## START MATERIAL TO PROCESS
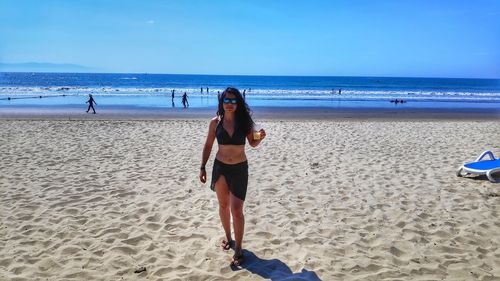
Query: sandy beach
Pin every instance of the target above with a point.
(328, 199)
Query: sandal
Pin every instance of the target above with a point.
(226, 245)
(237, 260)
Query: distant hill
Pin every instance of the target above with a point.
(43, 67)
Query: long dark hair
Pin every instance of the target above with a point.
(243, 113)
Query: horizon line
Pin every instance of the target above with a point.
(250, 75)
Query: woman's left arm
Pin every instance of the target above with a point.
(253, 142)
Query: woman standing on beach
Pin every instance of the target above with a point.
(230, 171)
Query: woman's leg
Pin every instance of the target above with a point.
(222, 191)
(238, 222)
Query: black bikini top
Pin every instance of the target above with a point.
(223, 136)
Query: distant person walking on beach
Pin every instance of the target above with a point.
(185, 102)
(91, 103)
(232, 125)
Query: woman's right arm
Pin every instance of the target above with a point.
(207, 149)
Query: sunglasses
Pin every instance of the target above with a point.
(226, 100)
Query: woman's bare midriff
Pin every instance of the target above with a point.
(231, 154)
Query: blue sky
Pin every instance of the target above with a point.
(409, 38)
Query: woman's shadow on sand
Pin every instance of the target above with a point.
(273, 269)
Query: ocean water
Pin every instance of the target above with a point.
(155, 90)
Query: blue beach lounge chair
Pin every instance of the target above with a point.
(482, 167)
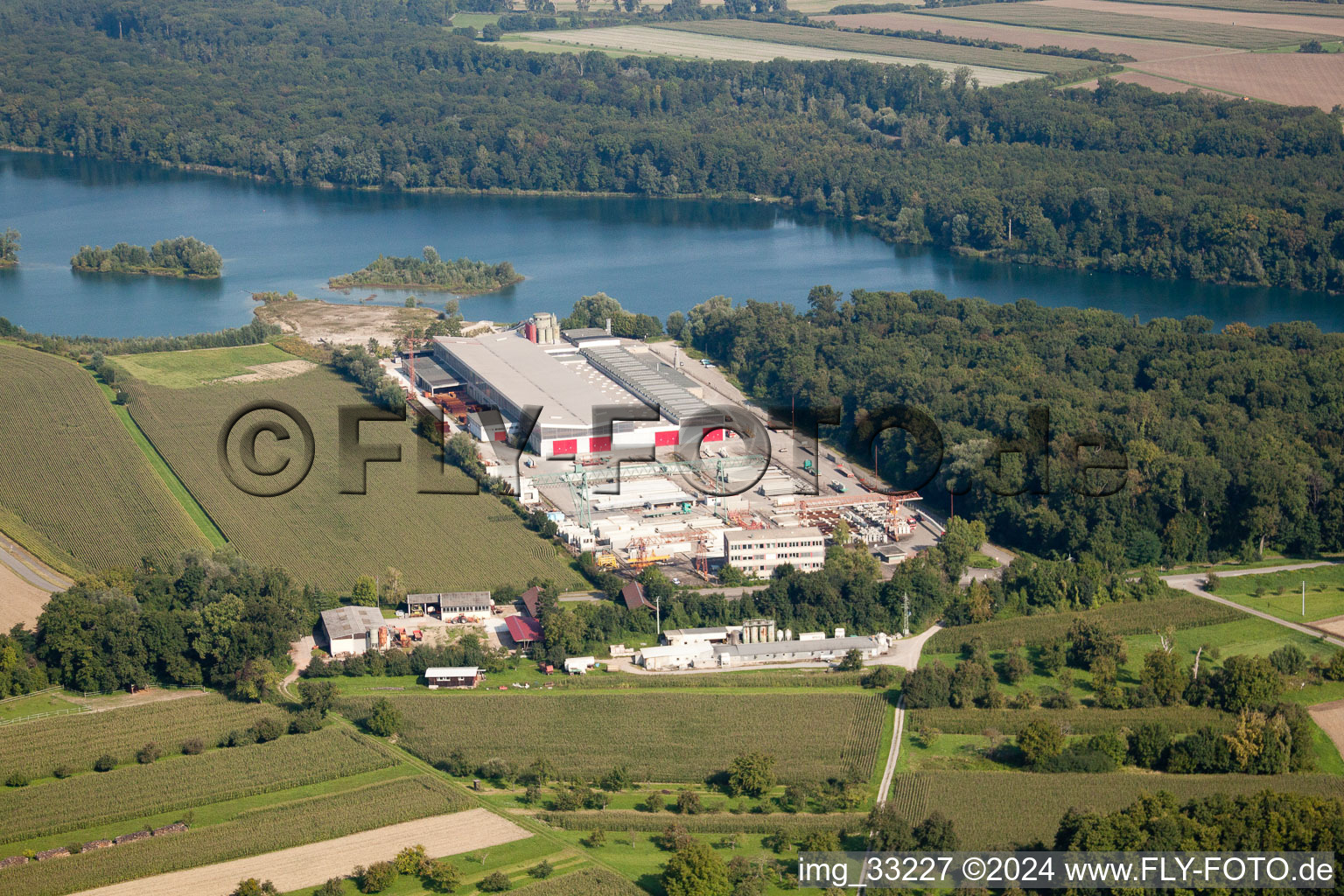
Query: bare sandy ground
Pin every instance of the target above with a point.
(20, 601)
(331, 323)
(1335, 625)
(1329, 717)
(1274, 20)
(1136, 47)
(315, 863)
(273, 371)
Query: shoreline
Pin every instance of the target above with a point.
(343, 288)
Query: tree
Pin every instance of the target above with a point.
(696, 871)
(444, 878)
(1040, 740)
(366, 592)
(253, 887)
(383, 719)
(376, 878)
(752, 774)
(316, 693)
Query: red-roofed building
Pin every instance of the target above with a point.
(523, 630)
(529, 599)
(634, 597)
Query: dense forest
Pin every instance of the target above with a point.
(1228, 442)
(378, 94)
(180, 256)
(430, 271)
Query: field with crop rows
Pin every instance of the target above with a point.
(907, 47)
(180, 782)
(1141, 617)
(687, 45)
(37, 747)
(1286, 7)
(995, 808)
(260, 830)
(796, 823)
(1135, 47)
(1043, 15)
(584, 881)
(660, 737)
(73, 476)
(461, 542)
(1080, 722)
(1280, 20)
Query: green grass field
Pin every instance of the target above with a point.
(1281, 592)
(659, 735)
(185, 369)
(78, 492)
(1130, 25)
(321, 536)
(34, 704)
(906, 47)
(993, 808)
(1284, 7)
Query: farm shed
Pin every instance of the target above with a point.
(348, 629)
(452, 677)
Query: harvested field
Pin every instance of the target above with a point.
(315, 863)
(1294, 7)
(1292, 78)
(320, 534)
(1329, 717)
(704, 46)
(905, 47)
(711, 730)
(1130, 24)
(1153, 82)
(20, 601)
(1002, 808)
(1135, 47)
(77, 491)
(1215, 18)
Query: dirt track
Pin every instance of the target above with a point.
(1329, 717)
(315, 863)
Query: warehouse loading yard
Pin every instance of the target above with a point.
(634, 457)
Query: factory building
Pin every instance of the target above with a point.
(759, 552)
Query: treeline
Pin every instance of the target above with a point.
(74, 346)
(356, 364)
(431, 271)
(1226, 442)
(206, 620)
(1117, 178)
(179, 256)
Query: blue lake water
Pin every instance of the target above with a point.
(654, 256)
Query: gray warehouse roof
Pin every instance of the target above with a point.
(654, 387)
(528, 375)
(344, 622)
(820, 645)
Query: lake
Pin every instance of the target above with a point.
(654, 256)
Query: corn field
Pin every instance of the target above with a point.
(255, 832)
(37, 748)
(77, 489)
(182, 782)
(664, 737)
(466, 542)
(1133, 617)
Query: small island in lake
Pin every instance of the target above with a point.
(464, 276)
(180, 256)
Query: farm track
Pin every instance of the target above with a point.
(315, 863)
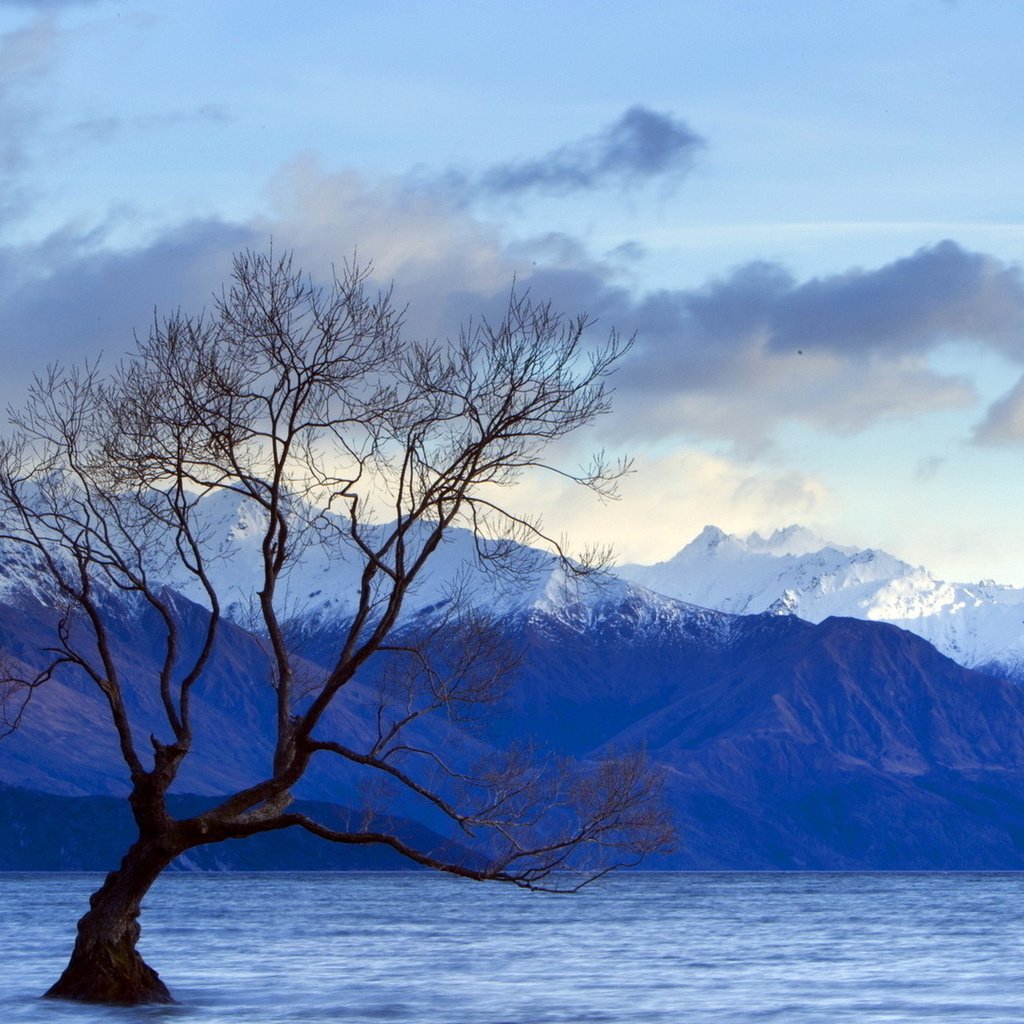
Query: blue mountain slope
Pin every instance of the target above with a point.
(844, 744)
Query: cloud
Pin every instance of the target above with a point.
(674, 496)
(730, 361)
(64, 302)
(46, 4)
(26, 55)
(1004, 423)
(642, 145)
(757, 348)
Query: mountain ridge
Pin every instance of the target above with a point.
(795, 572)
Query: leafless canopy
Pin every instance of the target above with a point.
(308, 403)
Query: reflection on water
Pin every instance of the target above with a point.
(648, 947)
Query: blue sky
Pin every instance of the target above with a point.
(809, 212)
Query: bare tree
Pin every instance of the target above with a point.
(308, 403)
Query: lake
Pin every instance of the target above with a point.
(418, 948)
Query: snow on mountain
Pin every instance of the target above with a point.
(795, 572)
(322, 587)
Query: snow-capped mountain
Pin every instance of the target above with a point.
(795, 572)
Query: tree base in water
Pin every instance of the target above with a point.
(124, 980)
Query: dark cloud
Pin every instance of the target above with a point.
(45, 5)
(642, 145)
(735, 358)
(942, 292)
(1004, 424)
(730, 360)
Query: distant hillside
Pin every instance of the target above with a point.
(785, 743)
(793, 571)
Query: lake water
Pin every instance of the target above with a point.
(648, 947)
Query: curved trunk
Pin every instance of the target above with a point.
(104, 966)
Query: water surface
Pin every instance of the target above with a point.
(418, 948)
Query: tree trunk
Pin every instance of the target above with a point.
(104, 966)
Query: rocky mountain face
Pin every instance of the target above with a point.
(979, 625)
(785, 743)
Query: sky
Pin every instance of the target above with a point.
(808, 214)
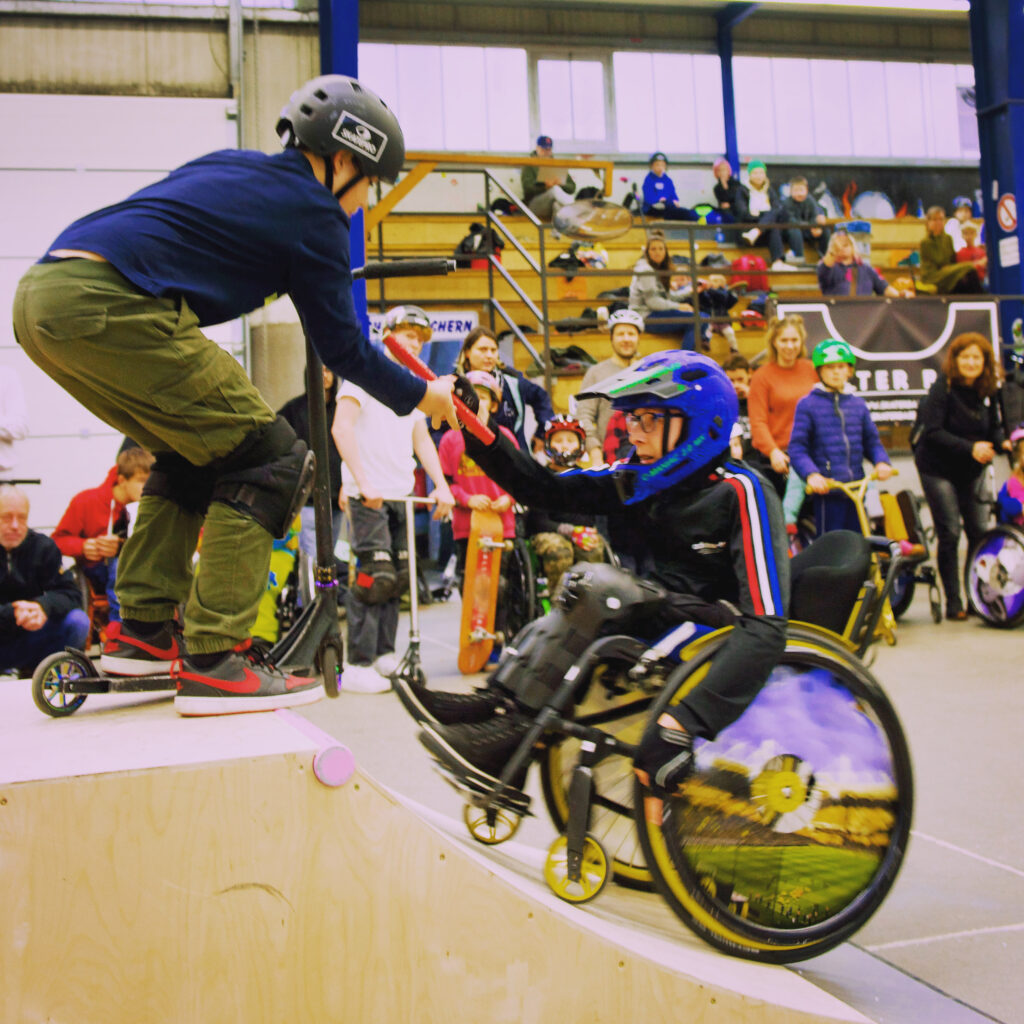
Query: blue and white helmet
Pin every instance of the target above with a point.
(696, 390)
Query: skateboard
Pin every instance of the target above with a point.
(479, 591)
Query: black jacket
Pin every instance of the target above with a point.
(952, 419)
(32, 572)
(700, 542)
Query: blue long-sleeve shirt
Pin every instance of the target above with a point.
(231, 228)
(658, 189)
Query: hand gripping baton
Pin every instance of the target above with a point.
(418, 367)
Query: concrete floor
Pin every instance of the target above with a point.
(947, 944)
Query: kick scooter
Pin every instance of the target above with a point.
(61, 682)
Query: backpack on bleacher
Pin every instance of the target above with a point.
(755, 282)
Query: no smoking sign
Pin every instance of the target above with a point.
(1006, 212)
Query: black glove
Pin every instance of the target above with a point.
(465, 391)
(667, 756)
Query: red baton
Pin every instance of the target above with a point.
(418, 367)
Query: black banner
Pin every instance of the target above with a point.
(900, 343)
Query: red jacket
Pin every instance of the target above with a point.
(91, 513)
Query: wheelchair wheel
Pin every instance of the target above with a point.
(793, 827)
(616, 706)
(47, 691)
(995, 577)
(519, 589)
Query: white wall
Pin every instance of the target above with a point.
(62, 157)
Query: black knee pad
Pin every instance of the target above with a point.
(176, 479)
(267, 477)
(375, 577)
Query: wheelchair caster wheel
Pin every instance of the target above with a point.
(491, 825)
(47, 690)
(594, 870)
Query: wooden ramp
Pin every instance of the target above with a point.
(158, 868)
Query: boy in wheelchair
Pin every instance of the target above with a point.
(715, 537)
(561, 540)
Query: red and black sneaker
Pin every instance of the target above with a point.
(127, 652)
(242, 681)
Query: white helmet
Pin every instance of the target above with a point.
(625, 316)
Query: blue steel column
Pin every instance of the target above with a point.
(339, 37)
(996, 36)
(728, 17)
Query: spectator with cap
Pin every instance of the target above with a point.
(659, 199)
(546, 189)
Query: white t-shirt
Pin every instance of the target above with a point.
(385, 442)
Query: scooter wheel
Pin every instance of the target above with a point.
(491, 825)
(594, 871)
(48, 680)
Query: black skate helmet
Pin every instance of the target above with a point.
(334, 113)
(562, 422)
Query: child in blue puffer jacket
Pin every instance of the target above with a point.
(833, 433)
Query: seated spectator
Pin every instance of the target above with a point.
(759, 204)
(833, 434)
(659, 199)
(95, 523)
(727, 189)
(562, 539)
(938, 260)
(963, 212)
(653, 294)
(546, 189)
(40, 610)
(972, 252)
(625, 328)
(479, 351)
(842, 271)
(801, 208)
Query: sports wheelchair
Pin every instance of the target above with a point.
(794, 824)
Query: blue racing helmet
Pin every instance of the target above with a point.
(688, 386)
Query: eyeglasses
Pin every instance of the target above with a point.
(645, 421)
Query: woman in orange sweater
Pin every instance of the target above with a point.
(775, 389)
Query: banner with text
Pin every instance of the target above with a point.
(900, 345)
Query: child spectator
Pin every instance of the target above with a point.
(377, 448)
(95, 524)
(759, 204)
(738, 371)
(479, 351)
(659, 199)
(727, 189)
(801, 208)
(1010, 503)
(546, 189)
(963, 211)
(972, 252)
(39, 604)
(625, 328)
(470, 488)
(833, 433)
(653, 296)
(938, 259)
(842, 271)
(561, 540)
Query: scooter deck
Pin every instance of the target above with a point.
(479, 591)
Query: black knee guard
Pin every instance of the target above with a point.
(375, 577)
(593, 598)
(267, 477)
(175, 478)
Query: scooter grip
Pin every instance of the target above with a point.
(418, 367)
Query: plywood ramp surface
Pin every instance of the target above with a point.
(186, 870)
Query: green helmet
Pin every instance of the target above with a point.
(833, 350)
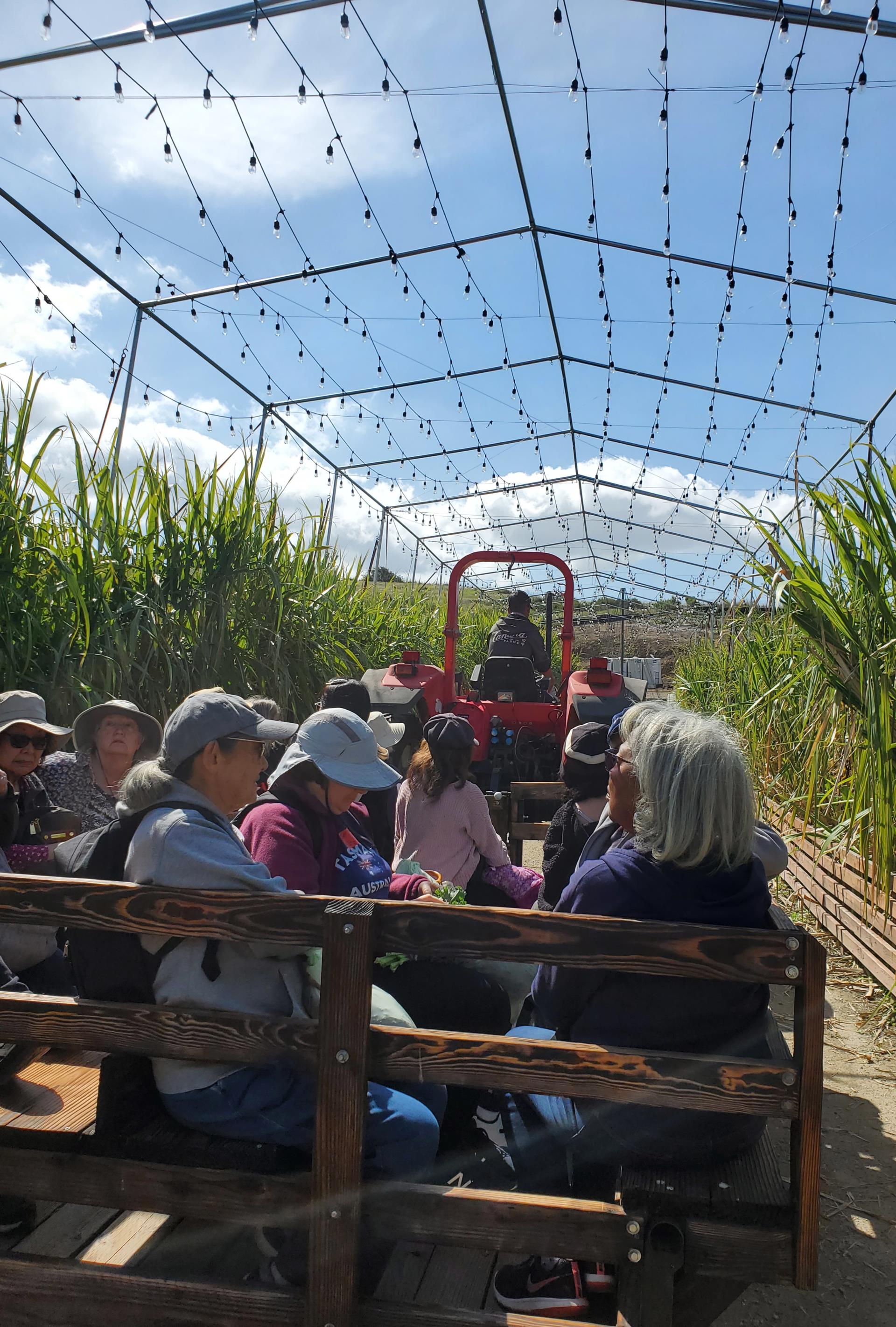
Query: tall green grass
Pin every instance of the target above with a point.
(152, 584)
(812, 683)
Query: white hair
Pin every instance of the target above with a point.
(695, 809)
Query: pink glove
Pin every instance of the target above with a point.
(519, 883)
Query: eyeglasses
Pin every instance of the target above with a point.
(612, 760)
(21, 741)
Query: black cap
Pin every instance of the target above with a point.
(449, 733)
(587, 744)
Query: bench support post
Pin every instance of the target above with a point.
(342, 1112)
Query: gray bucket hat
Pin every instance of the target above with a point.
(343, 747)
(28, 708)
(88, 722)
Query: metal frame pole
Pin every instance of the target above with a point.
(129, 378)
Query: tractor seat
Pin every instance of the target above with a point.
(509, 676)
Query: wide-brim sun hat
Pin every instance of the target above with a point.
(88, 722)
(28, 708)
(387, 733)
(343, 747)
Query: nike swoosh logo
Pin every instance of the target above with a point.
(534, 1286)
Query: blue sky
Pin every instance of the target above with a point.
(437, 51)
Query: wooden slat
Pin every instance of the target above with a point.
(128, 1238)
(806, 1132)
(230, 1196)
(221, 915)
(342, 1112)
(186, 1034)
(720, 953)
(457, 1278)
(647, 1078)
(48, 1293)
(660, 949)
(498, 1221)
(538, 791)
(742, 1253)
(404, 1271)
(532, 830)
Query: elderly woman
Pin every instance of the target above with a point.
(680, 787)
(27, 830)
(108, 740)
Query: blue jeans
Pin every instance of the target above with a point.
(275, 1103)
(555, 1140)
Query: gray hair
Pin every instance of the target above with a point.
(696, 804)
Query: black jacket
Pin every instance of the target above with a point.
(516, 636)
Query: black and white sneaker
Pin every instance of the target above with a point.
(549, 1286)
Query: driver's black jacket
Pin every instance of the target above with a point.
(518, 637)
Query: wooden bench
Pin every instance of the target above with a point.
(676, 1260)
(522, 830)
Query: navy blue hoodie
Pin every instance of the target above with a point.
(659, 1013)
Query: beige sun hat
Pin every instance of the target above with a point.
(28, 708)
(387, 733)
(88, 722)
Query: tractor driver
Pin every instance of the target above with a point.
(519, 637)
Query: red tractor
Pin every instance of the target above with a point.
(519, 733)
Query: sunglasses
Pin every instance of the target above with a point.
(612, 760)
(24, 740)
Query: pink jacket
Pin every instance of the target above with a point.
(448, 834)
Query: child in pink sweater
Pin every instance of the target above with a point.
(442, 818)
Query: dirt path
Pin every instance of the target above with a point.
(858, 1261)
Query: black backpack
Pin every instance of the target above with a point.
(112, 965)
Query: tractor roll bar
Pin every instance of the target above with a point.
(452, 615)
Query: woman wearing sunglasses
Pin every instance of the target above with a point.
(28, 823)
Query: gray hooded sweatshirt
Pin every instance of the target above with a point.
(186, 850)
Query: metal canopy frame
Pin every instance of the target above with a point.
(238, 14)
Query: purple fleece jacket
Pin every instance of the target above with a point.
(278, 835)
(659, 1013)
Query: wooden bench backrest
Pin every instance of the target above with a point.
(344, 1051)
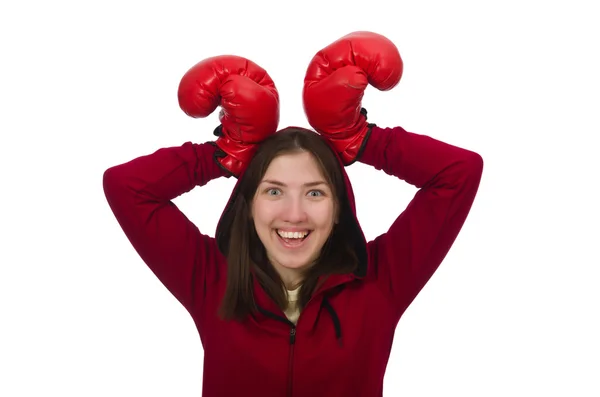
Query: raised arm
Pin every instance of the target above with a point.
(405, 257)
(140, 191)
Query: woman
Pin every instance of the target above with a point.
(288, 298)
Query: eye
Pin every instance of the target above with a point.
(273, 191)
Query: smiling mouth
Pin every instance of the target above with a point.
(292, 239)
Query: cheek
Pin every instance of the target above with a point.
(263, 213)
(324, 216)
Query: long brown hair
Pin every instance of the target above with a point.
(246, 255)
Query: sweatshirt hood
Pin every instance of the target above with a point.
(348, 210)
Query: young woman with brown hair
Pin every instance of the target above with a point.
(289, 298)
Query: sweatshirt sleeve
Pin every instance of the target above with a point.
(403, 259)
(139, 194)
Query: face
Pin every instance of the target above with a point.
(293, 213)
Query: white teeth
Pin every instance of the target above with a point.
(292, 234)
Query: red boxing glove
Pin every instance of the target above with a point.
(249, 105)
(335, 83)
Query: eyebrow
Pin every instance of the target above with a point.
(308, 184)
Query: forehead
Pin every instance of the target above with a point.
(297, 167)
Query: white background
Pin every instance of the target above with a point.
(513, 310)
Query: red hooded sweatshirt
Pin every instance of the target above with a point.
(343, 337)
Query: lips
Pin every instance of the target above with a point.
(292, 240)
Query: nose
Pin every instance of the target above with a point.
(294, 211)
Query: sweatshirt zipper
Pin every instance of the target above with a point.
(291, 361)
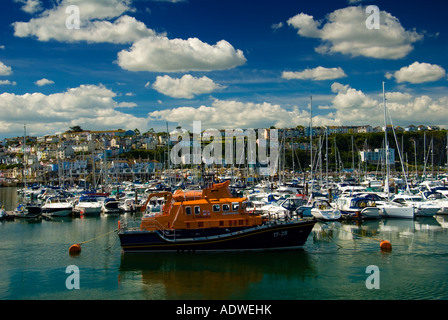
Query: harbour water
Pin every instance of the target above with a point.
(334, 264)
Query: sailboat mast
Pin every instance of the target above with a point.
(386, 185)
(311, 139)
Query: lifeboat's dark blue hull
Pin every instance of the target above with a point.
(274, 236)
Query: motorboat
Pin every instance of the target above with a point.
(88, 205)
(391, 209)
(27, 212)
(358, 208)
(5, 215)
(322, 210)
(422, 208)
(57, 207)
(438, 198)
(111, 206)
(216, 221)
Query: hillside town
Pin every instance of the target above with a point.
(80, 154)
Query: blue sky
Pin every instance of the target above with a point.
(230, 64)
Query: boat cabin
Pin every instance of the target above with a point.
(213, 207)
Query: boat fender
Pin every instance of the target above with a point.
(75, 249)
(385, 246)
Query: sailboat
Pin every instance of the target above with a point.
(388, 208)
## END MATERIAL TO PROCESS
INSTRUCTIONS TO FOLLOW →
Reproduce the items word for word, beginning at the line containing "Query: lifeboat's dark blue hull" and continuing through the final line of the items.

RESPONSE TO THIS TASK →
Query: lifeboat's dark blue hull
Pin every instance of the target above with a point.
(274, 236)
Query: motorboat
Pin every instance of the target above with a point.
(88, 205)
(391, 209)
(27, 212)
(358, 208)
(5, 215)
(322, 210)
(422, 208)
(57, 207)
(438, 198)
(111, 206)
(216, 221)
Query: hillside town
Pin every instance of the target above with a point.
(80, 154)
Query: blue sky
Pin every instance of the target above with a point.
(230, 64)
Query: boat cabin
Pin every instance of the target above with a point.
(213, 207)
Query: boat fender
Pin every instance of the target above with a point.
(75, 249)
(385, 246)
Query: sailboat
Pin every instance of the target above with a point.
(388, 208)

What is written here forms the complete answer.